Collected data entries

---

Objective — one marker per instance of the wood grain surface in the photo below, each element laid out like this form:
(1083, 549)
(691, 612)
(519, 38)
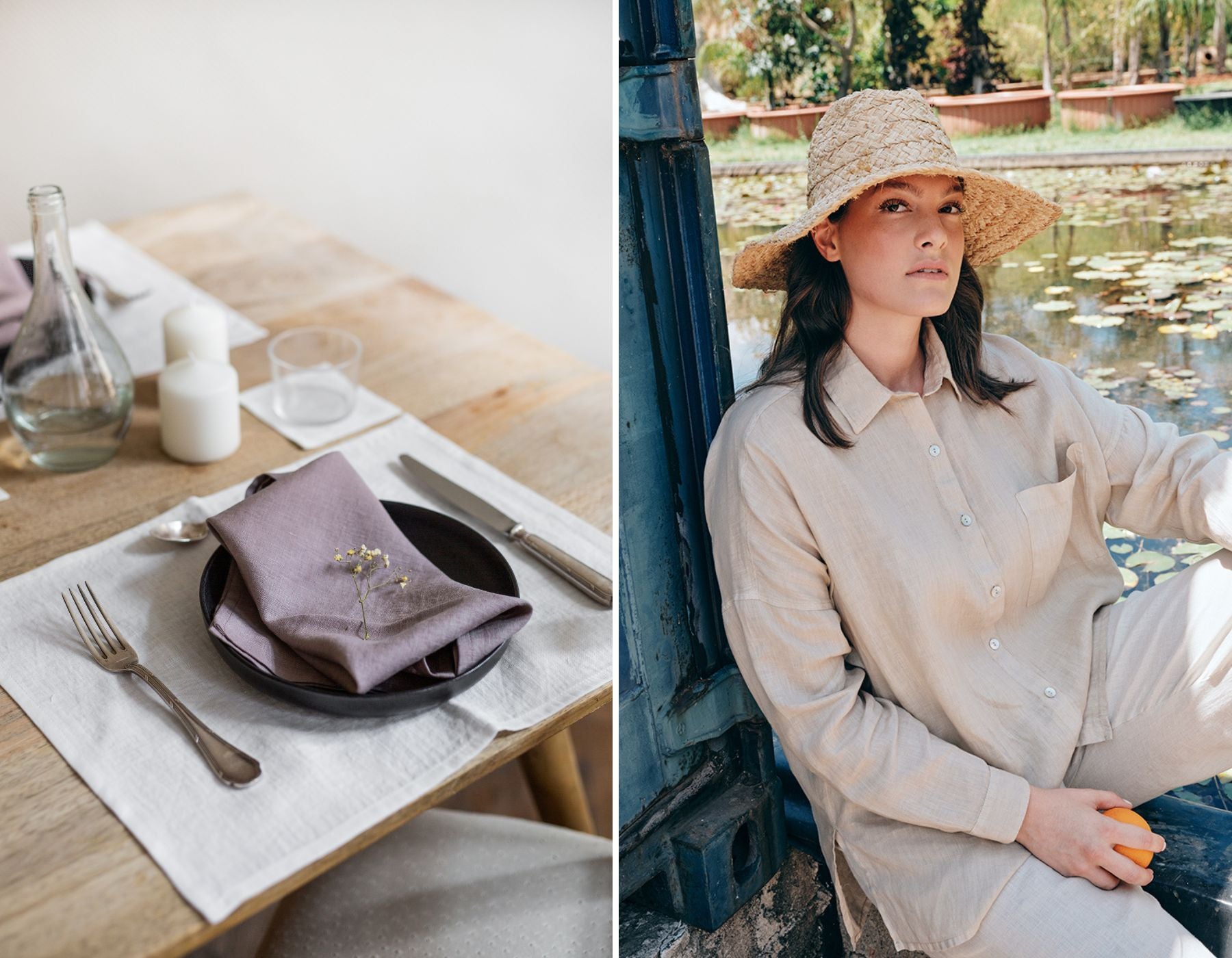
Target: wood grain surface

---

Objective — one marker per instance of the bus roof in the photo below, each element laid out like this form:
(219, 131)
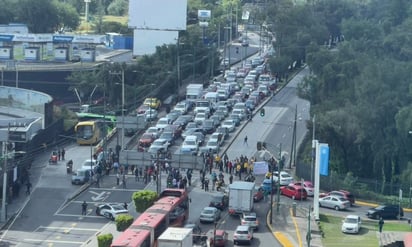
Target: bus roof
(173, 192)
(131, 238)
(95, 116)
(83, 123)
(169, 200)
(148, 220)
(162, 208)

---

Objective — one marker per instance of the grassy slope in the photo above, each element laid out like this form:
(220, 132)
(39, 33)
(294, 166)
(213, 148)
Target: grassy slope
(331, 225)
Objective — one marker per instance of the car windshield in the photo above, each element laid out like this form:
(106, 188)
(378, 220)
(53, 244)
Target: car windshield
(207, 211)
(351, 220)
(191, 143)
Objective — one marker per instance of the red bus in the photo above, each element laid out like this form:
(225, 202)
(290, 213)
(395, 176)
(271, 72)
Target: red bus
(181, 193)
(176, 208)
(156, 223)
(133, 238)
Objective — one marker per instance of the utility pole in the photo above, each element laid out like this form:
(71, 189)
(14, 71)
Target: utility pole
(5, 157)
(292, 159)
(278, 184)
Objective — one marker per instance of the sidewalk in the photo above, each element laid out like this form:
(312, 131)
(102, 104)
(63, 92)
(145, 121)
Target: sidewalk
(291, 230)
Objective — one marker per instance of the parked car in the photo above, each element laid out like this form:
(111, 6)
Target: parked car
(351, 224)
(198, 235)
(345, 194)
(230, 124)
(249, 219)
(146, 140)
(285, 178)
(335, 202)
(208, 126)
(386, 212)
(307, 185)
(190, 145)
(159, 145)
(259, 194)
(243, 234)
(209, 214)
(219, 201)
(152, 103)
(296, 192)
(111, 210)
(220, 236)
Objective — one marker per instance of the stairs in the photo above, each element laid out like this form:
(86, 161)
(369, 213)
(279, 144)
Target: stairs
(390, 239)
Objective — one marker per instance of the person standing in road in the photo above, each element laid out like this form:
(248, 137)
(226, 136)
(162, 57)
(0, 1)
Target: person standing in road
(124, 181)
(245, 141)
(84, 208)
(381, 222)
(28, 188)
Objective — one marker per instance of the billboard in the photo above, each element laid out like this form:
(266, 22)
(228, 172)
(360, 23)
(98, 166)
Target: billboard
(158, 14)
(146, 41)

---

WHAT THE EXERCISE ASKS
Repeat word for word the lines of the listing above, from the line containing "Objective — one marker per instance of the wood" through the line containing "Target: wood grain surface", and leave the pictures out.

WRITTEN RESPONSE
Objective — one marker per instance of the wood grain surface in the photo below, each element laid out like this form:
(1083, 549)
(691, 612)
(519, 38)
Target: wood grain surface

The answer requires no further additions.